**Task statement:**
Carry on the essay below about what it means to play music musically, picking up right after its final sentence.

**Document segment:**
=-=-=-=-=

By Dennis Winge

Often times with my students, I tell them to slow down a particular piece of music so they can play it smoothly, accurately, and in a relaxed manner. I encourage them to look at the piece as a piece of music rather than an exercise to be gotten through. What does it really mean to play a piece musically? Many years ago, I got a review in which the reviewer wrote something to the effect of, “the end result is always very musical.” I knew this to be a compliment, but the cynical side of me couldn’t help but wonder if there was an overall dislike of what he heard and he didn’t know what else to say other than the fact that it was musical. But in reality, I don’t think that was the case at all. I appreciated the compliment.

The following is not meant as a be all end all definition of what musicality means. It is simply a tool by which you can further reflect on your own, or discuss with another, the nature of what it means to be musical.


The primary function of music is to communicate, so when you play pre-existing music or create your own, ask yourself what is the primary emotion that is attempting to be expressed. Recently, I asked a student who was playing the pieces I gave her as exercises and not as pieces of music to come up with an image to portray a feeling that she thought the pieces were trying to convey. I thought it was very interesting that she came up with, for the first piece, a plant growing in a garden. Because she had this image in her mind, she instinctively played with better dynamics, making some parts of the piece stronger than others. In a different piece, she saw a ballerina, and having that image in her head as she played, she was much better able to follow the rests in in a piece, especially when I pointed out the ballerina might run out of breath or perhaps even break a limb if she wasn’t allowed to rest in between sequences. I’m no expert in the art of dance or ballet, but I would guess that the audience would also appreciate a clear beginning middle and end to each sequence, just like phrases in music.

=-=-=-=-=

Stored items from a collection:
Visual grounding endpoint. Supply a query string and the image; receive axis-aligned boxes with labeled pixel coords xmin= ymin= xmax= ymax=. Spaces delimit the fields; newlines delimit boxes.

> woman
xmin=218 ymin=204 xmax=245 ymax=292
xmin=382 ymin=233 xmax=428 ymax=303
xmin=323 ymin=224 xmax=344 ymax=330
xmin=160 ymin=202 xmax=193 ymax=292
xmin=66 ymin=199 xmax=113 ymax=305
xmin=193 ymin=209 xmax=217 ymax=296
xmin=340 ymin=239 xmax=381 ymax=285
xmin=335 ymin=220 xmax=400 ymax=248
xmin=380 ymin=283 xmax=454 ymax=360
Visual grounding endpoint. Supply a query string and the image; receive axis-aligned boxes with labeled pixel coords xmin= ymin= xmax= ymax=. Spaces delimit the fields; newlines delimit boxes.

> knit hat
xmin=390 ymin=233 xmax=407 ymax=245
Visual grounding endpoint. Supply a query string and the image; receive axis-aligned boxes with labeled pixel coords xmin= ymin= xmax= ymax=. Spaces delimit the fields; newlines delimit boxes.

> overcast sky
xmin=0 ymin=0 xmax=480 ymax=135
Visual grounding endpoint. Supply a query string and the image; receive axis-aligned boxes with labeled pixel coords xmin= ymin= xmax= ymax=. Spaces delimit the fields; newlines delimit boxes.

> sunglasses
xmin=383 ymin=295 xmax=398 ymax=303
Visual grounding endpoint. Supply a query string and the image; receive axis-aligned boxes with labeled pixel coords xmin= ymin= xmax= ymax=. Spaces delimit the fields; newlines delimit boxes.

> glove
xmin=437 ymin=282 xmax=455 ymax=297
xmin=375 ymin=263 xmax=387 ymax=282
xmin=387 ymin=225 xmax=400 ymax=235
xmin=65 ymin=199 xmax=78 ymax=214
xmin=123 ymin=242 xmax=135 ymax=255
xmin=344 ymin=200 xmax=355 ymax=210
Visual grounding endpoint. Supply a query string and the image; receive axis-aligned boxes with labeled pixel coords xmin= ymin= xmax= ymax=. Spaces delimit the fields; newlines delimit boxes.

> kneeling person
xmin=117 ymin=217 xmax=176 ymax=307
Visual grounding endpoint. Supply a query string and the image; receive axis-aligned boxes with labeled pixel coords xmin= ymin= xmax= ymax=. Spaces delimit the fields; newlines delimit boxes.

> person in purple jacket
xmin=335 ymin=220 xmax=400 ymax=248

=-=-=-=-=

**Answer box:**
When a piece of music is played in a relaxed manner, the listener forgets about the musician and is engulfed in the music itself. This isn’t suggesting that music that is more laid back than aggressive or energetic music is any better. None of this is suggesting that any one particular style of music would be more musical than another. It simply refers to the fact that the listener should be engulfed in the music, so that if the performer is for any reason either not relaxed, or trying to hard, or overly pretentious, then that can take away from the musicality.


I use this word to suggest that the musician play in time, but not necessarily metronomically. The other day I was on hold on the telephone listening to the piano music that that company had chosen for the on-hold music. I remarked to my wife that I could tell the piece was computer generated, because the time feel was extremely strict. It simply didn’t sound like a human was playing it. Modern technology even allows us to quantize music so that it takes on a degree of human interpretation, but in the end, no technology will ever replace a master musician in terms of feel. Perhaps the word feel is even more appropriate than the word flowing. And surely, rhythm is the most important element in music, even when a piece is arrhythmic or rubato, which means freely, that is still a rhythm. Most students first need to learn to play the notes in time strictly, and then, and only then, they should also try to keep the notes flowing in the rhythmic manner intended, but not at the sacrifice of conveying emotion.

Another aspect of musicality is dynamics. Contrast is everything in our world. We live in a dualistic reality such that we are bound to like and dislike certain things. Our breath rises and falls, the seasons come and go, everything is cyclical. So when a piece of music is played without any variance in how loud or soft it is, this will be considered unmusical. Thus, dynamics is a key part of musicality.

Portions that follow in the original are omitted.